- _What you are asked to do_:
Please reproduce the rows below without any change, beginning with the line that contains "tree shown in the photo above." and continuing through the last of the rows.

^^^^^^^^

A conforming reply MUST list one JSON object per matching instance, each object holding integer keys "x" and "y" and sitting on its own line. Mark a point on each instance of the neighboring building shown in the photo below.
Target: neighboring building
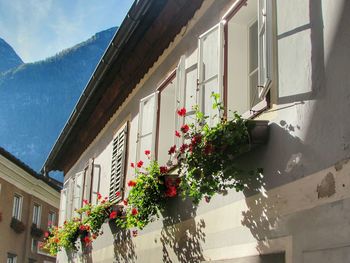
{"x": 29, "y": 203}
{"x": 282, "y": 61}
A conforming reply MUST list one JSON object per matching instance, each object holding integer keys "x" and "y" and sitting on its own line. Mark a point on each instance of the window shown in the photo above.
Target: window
{"x": 37, "y": 215}
{"x": 51, "y": 219}
{"x": 11, "y": 258}
{"x": 34, "y": 246}
{"x": 118, "y": 163}
{"x": 17, "y": 207}
{"x": 166, "y": 117}
{"x": 146, "y": 126}
{"x": 248, "y": 59}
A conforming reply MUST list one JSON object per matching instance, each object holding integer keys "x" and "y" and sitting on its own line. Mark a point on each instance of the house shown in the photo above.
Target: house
{"x": 281, "y": 61}
{"x": 29, "y": 205}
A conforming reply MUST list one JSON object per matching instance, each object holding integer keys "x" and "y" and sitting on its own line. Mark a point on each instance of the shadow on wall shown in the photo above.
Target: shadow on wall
{"x": 124, "y": 248}
{"x": 326, "y": 131}
{"x": 181, "y": 235}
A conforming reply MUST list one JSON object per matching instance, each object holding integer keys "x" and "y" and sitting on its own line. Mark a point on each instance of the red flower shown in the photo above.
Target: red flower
{"x": 139, "y": 164}
{"x": 172, "y": 149}
{"x": 183, "y": 148}
{"x": 181, "y": 112}
{"x": 134, "y": 211}
{"x": 171, "y": 191}
{"x": 185, "y": 128}
{"x": 177, "y": 134}
{"x": 131, "y": 183}
{"x": 113, "y": 215}
{"x": 87, "y": 240}
{"x": 163, "y": 169}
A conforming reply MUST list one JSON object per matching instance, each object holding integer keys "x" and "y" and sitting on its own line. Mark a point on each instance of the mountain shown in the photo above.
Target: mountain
{"x": 37, "y": 98}
{"x": 8, "y": 57}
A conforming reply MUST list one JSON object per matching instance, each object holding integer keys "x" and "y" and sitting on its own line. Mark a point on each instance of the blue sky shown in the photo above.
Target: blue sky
{"x": 37, "y": 29}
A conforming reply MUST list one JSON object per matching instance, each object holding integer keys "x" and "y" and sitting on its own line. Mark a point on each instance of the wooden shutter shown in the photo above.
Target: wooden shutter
{"x": 147, "y": 126}
{"x": 210, "y": 68}
{"x": 265, "y": 46}
{"x": 95, "y": 183}
{"x": 78, "y": 192}
{"x": 118, "y": 163}
{"x": 88, "y": 179}
{"x": 179, "y": 95}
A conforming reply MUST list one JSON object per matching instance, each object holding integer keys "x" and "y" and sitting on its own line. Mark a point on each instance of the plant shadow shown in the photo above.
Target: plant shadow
{"x": 181, "y": 235}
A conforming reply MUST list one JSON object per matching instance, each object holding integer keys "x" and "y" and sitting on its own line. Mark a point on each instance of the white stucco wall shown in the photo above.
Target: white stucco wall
{"x": 304, "y": 206}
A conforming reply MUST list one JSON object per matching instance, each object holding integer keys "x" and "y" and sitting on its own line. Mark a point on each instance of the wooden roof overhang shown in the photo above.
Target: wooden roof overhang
{"x": 145, "y": 33}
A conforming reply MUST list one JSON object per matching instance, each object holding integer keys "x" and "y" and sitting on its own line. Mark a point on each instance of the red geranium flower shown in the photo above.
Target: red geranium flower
{"x": 183, "y": 148}
{"x": 172, "y": 149}
{"x": 177, "y": 134}
{"x": 181, "y": 112}
{"x": 134, "y": 211}
{"x": 139, "y": 164}
{"x": 171, "y": 191}
{"x": 163, "y": 169}
{"x": 113, "y": 215}
{"x": 185, "y": 128}
{"x": 131, "y": 183}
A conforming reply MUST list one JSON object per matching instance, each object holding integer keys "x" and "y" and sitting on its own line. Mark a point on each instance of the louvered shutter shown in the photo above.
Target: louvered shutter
{"x": 147, "y": 126}
{"x": 87, "y": 181}
{"x": 95, "y": 183}
{"x": 118, "y": 163}
{"x": 179, "y": 95}
{"x": 265, "y": 46}
{"x": 210, "y": 68}
{"x": 78, "y": 192}
{"x": 63, "y": 206}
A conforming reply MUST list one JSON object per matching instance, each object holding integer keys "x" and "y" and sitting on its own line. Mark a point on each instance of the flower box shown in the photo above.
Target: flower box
{"x": 17, "y": 225}
{"x": 36, "y": 232}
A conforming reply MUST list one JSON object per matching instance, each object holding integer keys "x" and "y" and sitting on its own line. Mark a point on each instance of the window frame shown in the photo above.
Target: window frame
{"x": 266, "y": 102}
{"x": 20, "y": 206}
{"x": 39, "y": 210}
{"x": 124, "y": 128}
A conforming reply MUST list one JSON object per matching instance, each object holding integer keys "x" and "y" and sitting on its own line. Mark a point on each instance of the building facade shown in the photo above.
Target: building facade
{"x": 29, "y": 204}
{"x": 281, "y": 61}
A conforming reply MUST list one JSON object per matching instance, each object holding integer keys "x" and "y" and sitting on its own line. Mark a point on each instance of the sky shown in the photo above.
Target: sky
{"x": 37, "y": 29}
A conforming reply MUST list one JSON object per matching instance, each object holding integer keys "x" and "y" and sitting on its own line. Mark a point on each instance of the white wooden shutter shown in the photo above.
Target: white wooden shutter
{"x": 78, "y": 191}
{"x": 179, "y": 95}
{"x": 210, "y": 67}
{"x": 87, "y": 181}
{"x": 118, "y": 163}
{"x": 63, "y": 205}
{"x": 147, "y": 126}
{"x": 265, "y": 46}
{"x": 95, "y": 183}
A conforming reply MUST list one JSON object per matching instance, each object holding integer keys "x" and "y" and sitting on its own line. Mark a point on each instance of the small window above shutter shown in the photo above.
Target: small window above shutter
{"x": 265, "y": 46}
{"x": 118, "y": 163}
{"x": 147, "y": 126}
{"x": 210, "y": 67}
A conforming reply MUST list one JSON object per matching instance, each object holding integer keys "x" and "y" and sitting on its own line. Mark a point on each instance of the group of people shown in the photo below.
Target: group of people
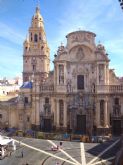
{"x": 55, "y": 148}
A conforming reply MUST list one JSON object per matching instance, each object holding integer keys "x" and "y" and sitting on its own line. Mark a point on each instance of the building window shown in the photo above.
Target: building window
{"x": 28, "y": 119}
{"x": 20, "y": 117}
{"x": 80, "y": 82}
{"x": 46, "y": 100}
{"x": 0, "y": 116}
{"x": 102, "y": 112}
{"x": 116, "y": 101}
{"x": 61, "y": 112}
{"x": 35, "y": 38}
{"x": 33, "y": 68}
{"x": 61, "y": 74}
{"x": 26, "y": 100}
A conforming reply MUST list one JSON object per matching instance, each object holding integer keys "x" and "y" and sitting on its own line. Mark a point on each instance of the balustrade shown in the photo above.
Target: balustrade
{"x": 109, "y": 88}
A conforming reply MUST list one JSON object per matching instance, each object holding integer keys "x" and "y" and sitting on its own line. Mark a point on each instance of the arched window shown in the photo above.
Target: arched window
{"x": 102, "y": 112}
{"x": 61, "y": 112}
{"x": 35, "y": 38}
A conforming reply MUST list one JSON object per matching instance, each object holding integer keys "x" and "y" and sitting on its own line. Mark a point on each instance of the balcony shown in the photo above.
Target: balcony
{"x": 45, "y": 88}
{"x": 109, "y": 89}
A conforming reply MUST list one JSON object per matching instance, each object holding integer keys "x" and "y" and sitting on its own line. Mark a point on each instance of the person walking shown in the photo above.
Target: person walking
{"x": 22, "y": 153}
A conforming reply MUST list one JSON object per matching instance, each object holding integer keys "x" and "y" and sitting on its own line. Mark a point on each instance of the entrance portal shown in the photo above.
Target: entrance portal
{"x": 116, "y": 127}
{"x": 81, "y": 124}
{"x": 47, "y": 125}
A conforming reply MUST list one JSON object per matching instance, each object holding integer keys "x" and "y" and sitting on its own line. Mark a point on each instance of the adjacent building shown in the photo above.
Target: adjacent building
{"x": 81, "y": 95}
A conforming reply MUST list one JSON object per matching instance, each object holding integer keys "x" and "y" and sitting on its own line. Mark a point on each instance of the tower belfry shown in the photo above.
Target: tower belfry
{"x": 36, "y": 51}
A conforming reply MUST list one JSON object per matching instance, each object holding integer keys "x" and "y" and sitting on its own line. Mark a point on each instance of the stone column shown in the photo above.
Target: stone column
{"x": 57, "y": 112}
{"x": 97, "y": 74}
{"x": 106, "y": 114}
{"x": 98, "y": 113}
{"x": 65, "y": 114}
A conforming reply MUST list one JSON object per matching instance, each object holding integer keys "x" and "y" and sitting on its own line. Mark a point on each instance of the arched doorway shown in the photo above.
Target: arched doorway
{"x": 81, "y": 124}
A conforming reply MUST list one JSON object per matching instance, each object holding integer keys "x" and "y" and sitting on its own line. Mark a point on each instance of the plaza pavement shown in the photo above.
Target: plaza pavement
{"x": 38, "y": 152}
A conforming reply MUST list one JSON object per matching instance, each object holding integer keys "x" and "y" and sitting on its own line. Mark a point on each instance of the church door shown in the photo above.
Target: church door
{"x": 81, "y": 124}
{"x": 116, "y": 127}
{"x": 47, "y": 125}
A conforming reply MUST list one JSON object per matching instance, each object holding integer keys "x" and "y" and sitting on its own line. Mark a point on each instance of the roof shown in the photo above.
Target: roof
{"x": 27, "y": 84}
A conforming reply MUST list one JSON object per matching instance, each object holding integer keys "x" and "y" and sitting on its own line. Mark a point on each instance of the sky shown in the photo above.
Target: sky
{"x": 103, "y": 17}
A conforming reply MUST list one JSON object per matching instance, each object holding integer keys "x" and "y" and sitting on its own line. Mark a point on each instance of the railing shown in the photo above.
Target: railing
{"x": 109, "y": 88}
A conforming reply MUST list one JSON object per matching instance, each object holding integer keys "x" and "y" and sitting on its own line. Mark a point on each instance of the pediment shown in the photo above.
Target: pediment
{"x": 81, "y": 53}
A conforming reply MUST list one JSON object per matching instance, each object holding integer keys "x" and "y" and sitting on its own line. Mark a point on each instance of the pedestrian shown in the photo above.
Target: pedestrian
{"x": 22, "y": 153}
{"x": 60, "y": 144}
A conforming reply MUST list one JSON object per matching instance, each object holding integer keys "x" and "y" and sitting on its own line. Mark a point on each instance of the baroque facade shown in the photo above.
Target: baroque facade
{"x": 81, "y": 95}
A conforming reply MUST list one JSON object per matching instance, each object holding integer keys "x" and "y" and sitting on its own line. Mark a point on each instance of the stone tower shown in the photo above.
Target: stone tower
{"x": 36, "y": 60}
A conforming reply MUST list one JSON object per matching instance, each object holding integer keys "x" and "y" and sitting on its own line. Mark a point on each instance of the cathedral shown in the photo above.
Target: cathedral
{"x": 81, "y": 95}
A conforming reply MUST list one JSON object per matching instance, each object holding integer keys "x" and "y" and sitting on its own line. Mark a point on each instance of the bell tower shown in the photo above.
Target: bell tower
{"x": 36, "y": 52}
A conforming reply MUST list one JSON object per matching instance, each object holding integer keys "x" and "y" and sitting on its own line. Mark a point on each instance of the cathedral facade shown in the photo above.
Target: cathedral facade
{"x": 81, "y": 95}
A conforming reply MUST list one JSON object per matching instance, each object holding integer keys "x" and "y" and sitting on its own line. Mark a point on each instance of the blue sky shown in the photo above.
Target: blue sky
{"x": 103, "y": 17}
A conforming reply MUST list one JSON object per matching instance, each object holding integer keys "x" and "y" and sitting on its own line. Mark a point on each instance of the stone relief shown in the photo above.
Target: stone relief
{"x": 80, "y": 54}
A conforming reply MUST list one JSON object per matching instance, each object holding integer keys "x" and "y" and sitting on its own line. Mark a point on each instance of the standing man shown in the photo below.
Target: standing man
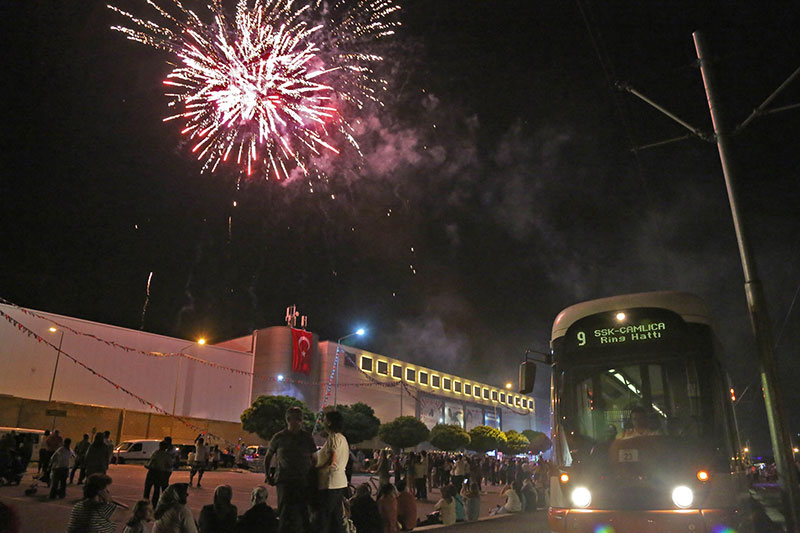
{"x": 52, "y": 443}
{"x": 332, "y": 460}
{"x": 200, "y": 461}
{"x": 59, "y": 466}
{"x": 159, "y": 468}
{"x": 109, "y": 444}
{"x": 80, "y": 457}
{"x": 295, "y": 448}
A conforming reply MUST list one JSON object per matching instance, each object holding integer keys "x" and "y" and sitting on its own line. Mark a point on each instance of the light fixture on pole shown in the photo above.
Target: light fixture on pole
{"x": 200, "y": 341}
{"x": 52, "y": 329}
{"x": 55, "y": 368}
{"x": 360, "y": 332}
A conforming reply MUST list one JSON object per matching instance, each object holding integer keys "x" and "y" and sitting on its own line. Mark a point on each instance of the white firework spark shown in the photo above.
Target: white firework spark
{"x": 272, "y": 87}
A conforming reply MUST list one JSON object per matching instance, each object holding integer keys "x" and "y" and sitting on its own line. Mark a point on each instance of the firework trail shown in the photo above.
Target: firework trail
{"x": 270, "y": 88}
{"x": 146, "y": 299}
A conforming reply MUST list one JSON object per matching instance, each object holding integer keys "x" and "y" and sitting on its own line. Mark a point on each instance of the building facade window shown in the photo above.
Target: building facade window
{"x": 383, "y": 367}
{"x": 366, "y": 363}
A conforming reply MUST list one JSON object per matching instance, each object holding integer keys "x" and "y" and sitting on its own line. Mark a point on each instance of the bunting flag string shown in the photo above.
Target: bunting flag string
{"x": 30, "y": 333}
{"x": 114, "y": 344}
{"x": 371, "y": 381}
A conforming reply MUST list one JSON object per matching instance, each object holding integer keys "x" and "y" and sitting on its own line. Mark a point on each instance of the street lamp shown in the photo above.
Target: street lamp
{"x": 360, "y": 332}
{"x": 55, "y": 368}
{"x": 200, "y": 341}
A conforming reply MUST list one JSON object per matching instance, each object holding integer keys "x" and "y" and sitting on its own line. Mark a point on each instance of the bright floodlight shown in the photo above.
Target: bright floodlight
{"x": 682, "y": 496}
{"x": 581, "y": 497}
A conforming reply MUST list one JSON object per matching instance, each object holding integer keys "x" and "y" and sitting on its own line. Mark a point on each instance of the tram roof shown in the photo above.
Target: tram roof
{"x": 689, "y": 306}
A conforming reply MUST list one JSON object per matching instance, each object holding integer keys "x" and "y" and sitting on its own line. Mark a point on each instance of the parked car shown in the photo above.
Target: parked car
{"x": 254, "y": 457}
{"x": 37, "y": 436}
{"x": 181, "y": 452}
{"x": 134, "y": 451}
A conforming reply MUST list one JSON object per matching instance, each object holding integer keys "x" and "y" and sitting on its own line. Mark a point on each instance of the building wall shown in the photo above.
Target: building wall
{"x": 431, "y": 405}
{"x": 74, "y": 420}
{"x": 172, "y": 383}
{"x": 273, "y": 358}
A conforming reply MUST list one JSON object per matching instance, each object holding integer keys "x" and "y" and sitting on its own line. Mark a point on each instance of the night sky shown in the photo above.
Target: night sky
{"x": 498, "y": 185}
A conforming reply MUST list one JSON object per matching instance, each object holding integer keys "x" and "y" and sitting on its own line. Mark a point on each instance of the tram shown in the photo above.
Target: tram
{"x": 643, "y": 429}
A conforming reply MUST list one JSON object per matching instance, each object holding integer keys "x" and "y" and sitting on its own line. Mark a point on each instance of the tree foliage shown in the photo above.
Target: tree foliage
{"x": 515, "y": 442}
{"x": 449, "y": 437}
{"x": 403, "y": 432}
{"x": 267, "y": 415}
{"x": 540, "y": 442}
{"x": 485, "y": 438}
{"x": 360, "y": 422}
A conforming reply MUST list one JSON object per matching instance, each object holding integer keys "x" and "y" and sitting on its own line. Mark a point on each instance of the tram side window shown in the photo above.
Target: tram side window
{"x": 603, "y": 400}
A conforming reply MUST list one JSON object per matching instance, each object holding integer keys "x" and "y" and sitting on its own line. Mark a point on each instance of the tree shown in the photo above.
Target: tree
{"x": 539, "y": 441}
{"x": 360, "y": 422}
{"x": 485, "y": 438}
{"x": 267, "y": 415}
{"x": 403, "y": 432}
{"x": 449, "y": 437}
{"x": 515, "y": 442}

^^^^^^^^

- _Completed exercise_:
A conforming reply MUST list one JSON object per matching instance, each object holding integer keys "x" and "y" and sitting on its own line. Mark a point on each instance of the tree shown in the photo above.
Target: tree
{"x": 539, "y": 441}
{"x": 360, "y": 422}
{"x": 485, "y": 438}
{"x": 267, "y": 415}
{"x": 403, "y": 432}
{"x": 449, "y": 437}
{"x": 515, "y": 442}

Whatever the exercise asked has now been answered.